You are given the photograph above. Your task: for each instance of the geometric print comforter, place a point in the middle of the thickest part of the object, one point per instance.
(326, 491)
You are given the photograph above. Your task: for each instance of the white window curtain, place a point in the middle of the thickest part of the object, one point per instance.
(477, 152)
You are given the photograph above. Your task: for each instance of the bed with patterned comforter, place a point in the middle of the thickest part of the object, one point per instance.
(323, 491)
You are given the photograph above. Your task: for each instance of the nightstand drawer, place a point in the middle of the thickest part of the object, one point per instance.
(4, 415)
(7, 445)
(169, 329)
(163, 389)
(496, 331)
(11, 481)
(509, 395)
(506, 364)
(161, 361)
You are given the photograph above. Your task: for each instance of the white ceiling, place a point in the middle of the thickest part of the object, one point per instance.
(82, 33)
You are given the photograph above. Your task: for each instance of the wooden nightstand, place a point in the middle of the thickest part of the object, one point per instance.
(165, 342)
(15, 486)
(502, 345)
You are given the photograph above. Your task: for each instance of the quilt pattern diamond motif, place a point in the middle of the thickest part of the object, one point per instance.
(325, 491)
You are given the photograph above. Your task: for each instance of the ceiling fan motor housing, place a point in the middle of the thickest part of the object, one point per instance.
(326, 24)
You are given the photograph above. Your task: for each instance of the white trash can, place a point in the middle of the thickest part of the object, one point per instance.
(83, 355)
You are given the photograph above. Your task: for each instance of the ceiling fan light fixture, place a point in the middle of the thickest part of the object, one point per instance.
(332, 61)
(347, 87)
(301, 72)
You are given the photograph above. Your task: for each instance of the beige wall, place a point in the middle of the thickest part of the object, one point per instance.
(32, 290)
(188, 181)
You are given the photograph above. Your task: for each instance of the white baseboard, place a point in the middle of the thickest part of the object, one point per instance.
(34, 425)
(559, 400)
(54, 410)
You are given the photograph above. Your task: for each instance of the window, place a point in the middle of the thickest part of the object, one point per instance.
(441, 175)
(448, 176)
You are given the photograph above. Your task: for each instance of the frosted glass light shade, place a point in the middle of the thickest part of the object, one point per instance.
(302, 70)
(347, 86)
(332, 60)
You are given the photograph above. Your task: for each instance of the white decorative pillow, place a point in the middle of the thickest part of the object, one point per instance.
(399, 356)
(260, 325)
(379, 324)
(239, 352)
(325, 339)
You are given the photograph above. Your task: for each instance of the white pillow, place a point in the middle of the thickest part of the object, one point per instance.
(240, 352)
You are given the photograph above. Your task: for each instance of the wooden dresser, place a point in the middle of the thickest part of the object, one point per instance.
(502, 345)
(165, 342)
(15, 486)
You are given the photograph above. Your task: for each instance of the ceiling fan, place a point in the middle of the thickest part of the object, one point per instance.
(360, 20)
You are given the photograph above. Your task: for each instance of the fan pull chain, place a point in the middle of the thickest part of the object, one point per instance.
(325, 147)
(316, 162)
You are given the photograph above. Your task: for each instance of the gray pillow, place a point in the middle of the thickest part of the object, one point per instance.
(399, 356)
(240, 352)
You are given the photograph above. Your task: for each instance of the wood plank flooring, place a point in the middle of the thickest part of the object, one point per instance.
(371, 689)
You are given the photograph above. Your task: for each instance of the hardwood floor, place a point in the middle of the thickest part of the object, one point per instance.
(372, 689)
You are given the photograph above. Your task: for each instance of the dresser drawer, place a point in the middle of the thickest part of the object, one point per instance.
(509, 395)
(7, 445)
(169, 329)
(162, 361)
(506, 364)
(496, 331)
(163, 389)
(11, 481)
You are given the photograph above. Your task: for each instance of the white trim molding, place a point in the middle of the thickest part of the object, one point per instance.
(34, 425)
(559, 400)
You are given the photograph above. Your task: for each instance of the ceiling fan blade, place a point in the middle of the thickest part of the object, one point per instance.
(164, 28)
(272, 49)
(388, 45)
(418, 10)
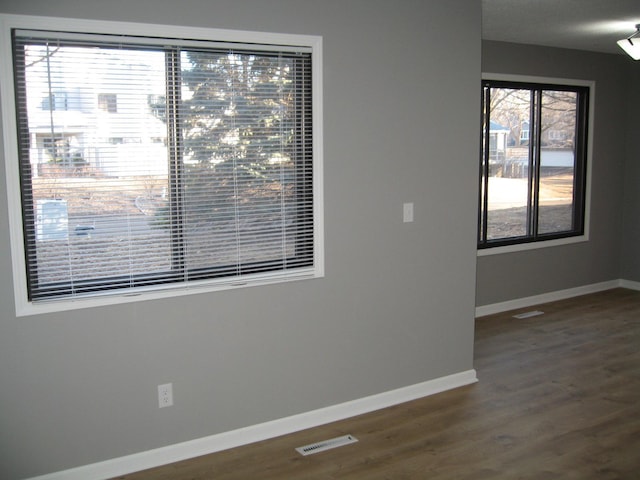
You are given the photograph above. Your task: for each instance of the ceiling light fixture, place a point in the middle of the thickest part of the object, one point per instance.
(631, 45)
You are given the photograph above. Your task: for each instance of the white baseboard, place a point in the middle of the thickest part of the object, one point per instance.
(243, 436)
(630, 285)
(552, 297)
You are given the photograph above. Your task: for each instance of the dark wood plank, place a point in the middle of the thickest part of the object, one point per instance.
(558, 398)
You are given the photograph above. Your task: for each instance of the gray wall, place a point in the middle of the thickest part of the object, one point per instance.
(630, 258)
(518, 275)
(396, 306)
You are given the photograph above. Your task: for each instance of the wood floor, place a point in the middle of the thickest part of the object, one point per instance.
(558, 398)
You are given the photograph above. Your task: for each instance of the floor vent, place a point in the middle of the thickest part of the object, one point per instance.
(532, 313)
(326, 445)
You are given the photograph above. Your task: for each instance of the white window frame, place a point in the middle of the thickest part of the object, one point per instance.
(10, 134)
(587, 192)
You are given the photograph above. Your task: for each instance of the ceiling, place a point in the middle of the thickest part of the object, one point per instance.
(593, 25)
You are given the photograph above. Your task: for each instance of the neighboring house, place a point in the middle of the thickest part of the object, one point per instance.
(498, 135)
(102, 127)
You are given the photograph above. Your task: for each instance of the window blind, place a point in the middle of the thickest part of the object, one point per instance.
(153, 165)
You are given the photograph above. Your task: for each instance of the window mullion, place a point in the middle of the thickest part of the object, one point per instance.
(534, 168)
(484, 165)
(176, 163)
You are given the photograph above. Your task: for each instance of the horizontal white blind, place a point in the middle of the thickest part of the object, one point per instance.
(149, 165)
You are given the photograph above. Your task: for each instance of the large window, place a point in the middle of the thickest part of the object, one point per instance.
(533, 162)
(215, 179)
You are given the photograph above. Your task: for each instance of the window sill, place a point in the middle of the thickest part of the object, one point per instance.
(485, 252)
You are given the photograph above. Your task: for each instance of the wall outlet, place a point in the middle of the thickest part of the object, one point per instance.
(407, 212)
(165, 395)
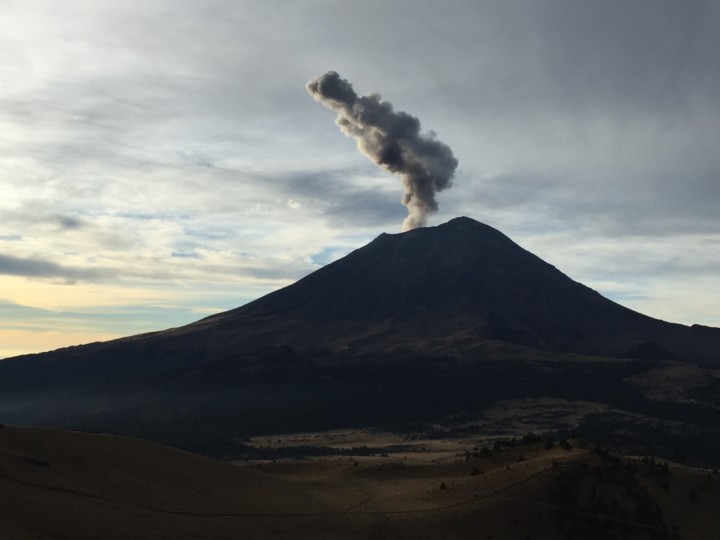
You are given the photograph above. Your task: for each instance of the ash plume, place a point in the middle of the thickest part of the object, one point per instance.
(393, 141)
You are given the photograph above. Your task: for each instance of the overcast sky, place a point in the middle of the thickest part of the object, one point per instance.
(161, 160)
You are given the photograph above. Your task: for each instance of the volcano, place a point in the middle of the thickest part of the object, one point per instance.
(367, 339)
(442, 290)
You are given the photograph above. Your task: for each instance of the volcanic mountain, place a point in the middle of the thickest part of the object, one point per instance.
(369, 338)
(435, 290)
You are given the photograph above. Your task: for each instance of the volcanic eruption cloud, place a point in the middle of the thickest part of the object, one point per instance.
(393, 141)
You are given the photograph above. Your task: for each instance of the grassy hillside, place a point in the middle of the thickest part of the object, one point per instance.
(67, 485)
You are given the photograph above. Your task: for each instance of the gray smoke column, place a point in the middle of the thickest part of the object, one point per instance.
(393, 141)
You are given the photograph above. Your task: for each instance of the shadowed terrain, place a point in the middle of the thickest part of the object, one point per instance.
(58, 485)
(431, 326)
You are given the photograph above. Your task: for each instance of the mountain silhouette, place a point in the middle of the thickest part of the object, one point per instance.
(442, 290)
(413, 326)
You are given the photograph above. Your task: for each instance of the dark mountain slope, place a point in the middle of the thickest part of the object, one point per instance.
(444, 290)
(415, 327)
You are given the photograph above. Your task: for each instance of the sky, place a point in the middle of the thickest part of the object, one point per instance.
(161, 160)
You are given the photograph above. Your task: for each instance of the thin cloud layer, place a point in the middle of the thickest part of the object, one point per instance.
(135, 131)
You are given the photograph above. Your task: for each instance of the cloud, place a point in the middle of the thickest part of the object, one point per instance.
(39, 268)
(133, 131)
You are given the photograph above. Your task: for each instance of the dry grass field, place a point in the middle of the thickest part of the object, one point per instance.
(77, 486)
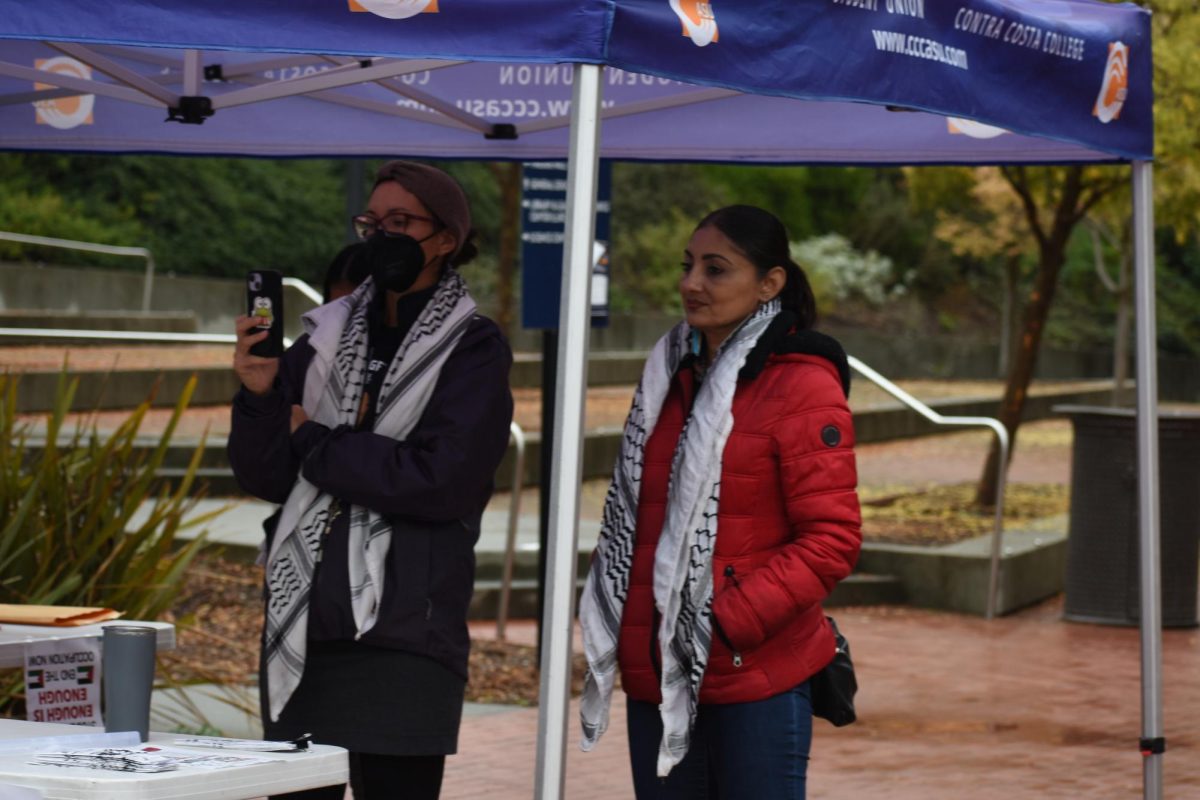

• _What to work on_
No pictures belong in the copy. Repeat the entries exactly.

• _Output below_
You are given the photograph above. Your task: for each instance of the geometric print comforter, place a point in the middle of the thickest part of the object, one point per instance.
(326, 491)
You are given the photograph above. Your task: for each instance of the white window curtain, place a point in the middle of the thickest part of the object, one point per instance.
(477, 152)
You are given the photograph above. Your task: for each instance of the bed with patterned comforter, place a point in the middle of the thickest part of the object, one point per instance.
(323, 491)
You are given the photograph above. Your task: for each instance of the nightstand drawer, place a point in the middle of the thickest part of the object, one point per instance.
(4, 415)
(7, 445)
(169, 329)
(163, 389)
(496, 331)
(11, 481)
(509, 395)
(506, 364)
(161, 361)
You are given the photograph above. Your task: for each instance of the white ceiling, place a point in the middle of the thickest part of the object, one point per instance.
(82, 33)
You are given the photograph above. Your task: for each instance of the wooden nightstand, place a point in the middle of the thickest part of the object, one point per instance.
(165, 342)
(15, 486)
(502, 345)
You are given the photograph above. Your task: for each instance of the quilt pattern diamond motif, place a point in the middle of the thickest part of the object, one point per instance.
(325, 491)
You are given the photograph above. Your task: for each instance of the ceiling fan motor housing, place a point in the middle of the thickest part of the object, one point per instance.
(326, 24)
You are given the photograph above. Your task: for each instance of the white trash can, place a point in the middle of the thickest part of the object, one point per instance.
(83, 355)
You are given the photograph above. Your task: for each instance of the ceiling fan light fixture, place a point in the middle of the thickest part of the object, one point per instance.
(332, 61)
(347, 87)
(301, 72)
You are given the photograph above. Your task: for each instance of the beige wall, place a point in the middle of the thickest part of the object, one point per instance.
(32, 290)
(188, 181)
You are given the photograph above. Your task: for each instance of the white baseboard, place a point in the middle of the thickest part of the object, one point per instance.
(34, 425)
(559, 400)
(54, 410)
You are given the photograph above. Your task: for each instance of the window, place a point in the middle of the thickest part of the object, one point per instance.
(441, 175)
(448, 176)
You are given the photograph above. Your task: for each instance of the frosted glass light shade, place a point in the middle of the thickest part of the object, one point per instance.
(302, 70)
(347, 86)
(332, 60)
You are given the photograph above. Your task: for each instance of the white decorative pillow, place a point in the middle of the thickest part of the object, one point per instance.
(399, 356)
(260, 325)
(379, 324)
(239, 352)
(325, 339)
You are given the photograph above. Your task: for each instance of the white pillow, place a point in the middle of the thickest part of the object, one point per instance.
(240, 352)
You are given the photograph above. Your task: for each instance of the wooden dresser, place a point in the middle of the thickest part of the object, one point per instance.
(502, 345)
(165, 342)
(15, 486)
You are given the photograph above. Your task: for each instance of the ceiling fan, place a point in the middle of the thickest part of the object, one point per instance.
(360, 20)
You are given the photograph above. Your task: for each instance of the fan pull chain, place a point in the middle of the thickest part of the object, one point per instance.
(325, 147)
(316, 162)
You are given the photograph above. Your task: for each instance of the gray pillow, place a point in the middle of the thickest part of the object, one point per instance.
(399, 356)
(240, 352)
You are given the photograph above. Your task: for each instance of the wood plank flooring, place a point in the middle of the thickest part of the object, one point per instance.
(371, 689)
You are given the photograph above. Your task: for each instance of the hardwood floor, place a point in the middle of the thickest part of the object, one point per instance.
(372, 689)
You are given the photograph above. Your task: for each instance of the dresser drawer, place a point in the middle of the thickest part of the object, one point per instance.
(509, 395)
(7, 445)
(169, 329)
(162, 361)
(506, 364)
(496, 331)
(163, 389)
(11, 481)
You are given the photograph above. Your task: for each instance of the white trim molding, place a point in the middle of the thickest part of the object, one point per instance.
(34, 425)
(559, 400)
You are given the photograph above. Your task: for each instance of the ceiling fan blade, place a point in the middle of the thickest part of the object, one point per instance.
(164, 28)
(272, 49)
(388, 45)
(418, 10)
You are given the photograph above. Your task: for each instance of the ceiling light fixture, place a point in the middle of the thickest part of the object, one point per instance.
(631, 45)
You are given the photograph above. Your task: for each instance of the white baseboard, place a point in the middle of the thickest part of the object, one point per instance.
(243, 436)
(630, 285)
(552, 297)
You are given the photograph above. Your task: for each instance of the dark wood plank, place a point in the middle of the thickest part of the object, one point per instance.
(558, 398)
You are given the photograph above. Your task: for each instance of the gray wall, place a point in the middle of the thickest part of the object, one point per instance.
(630, 258)
(518, 275)
(396, 306)
You are given the photograph above. Your task: for each instance of the wood floor, place a point in the middle of the thickest part of the object, one point per instance.
(558, 398)
You are given the photograph above. Your task: for each instance of the floor vent, place a point in the middle of the thickest part of the object, one point per instance.
(532, 313)
(326, 445)
You are given the photograph above. Your task: for each instance of the white window frame, place a point in the middle of the thickest part of the object, one point per instance.
(10, 134)
(587, 192)
You are given the photograph above. Your task: for each instance of the ceiling, place a point in the middle of the thickest part of the object, one point per instance.
(593, 25)
You are given the photograph above. Your task: for each instance of the neighboring house, place a point in the middle of the thickest part of the object, one point per instance.
(498, 135)
(102, 127)
You are given the photograph above. Your task: for each instance of the window blind, place a point in the middle of the thickest part of the object, one point per instance.
(153, 165)
You are given the photograph above. Your task: for each instance of the window mullion, place a point in the middle of the thickest part of the object, one point per instance.
(534, 168)
(484, 165)
(176, 163)
You are given the photograph above. Your task: for each instance of the horizontal white blind, place a point in the middle of the thickest part of the object, one point per instance.
(149, 165)
You are given the photograph above. Your task: for each instance of the large window, place a point in the middle of the thickest part of the object, one point per instance.
(533, 162)
(215, 179)
You are given the photograph above. Your task: for each instance of the window sill, place a point in the middle of the thickest part of the object, one point per instance.
(485, 252)
You are given the photograph above. Your task: for each instance of the wall outlet, place a point in the middle of the thickest part of the object, one point per instance.
(407, 212)
(165, 395)
You are given the photograph above. Your task: for each instance of the ash plume, place a point in the middle of the thickest part of the object, one point per instance.
(393, 141)
You are given the photograph above. Your task: for each instance of the overcast sky, place a point in the middle of the thickest part of the object, one point per instance.
(161, 160)
You are given the photograph above. Your task: for each instance of the volcano, place a point in the middle of the thickest part of the object, one point per instance.
(367, 339)
(442, 290)
You are given the photograph above. Your task: for each instance of the volcanic mountain, place a point in the middle of the thickest part of the object, one point per instance.
(369, 338)
(435, 290)
You are given the photograph above. Your task: for each instance of the volcanic eruption cloud, place a point in the middle of the thickest part of the object, one point per instance.
(393, 141)
You are given the photograph above. Your task: for each instance of the grassy hillside, place a point in the middle of the thickest part of the object, one point per instance.
(67, 485)
You are given the photograph above. Your task: for each instance of the gray smoke column, place a point in the middle of the thickest part of the object, one point per instance.
(393, 141)
You are given the photograph above. Your task: for each instance of the shadowed terrain, place a point in the middle of the thickest part of the object, one point per instance.
(58, 485)
(431, 326)
You are given the photograph above. Your task: for each instance of the mountain silhouette, place a point in the middle of the thickest part of the object, one point per instance.
(442, 290)
(413, 326)
You are given the photograph above. Your task: for each instance of the dark mountain slope, place a point in the middle of the thickest part of the object, one point per instance.
(444, 290)
(415, 327)
You are given the photograph above. Your task: for each instance of the sky, place a point in the middle of the thickest part of the object, one point per instance.
(161, 160)
You are given the photograph above. Your task: for each instance of the thin cloud layer, place a point in the middle of the thickest part of the object, one point per instance.
(135, 131)
You are given the photograph above. Your task: for each instance of the cloud, place a point in the middle of the thickest part of the object, one point per instance.
(39, 268)
(133, 131)
You are given the photograph above. Your task: for each instance of the dry grass field, place a point in the middle of the thickest part of the object, one point per instance.
(77, 486)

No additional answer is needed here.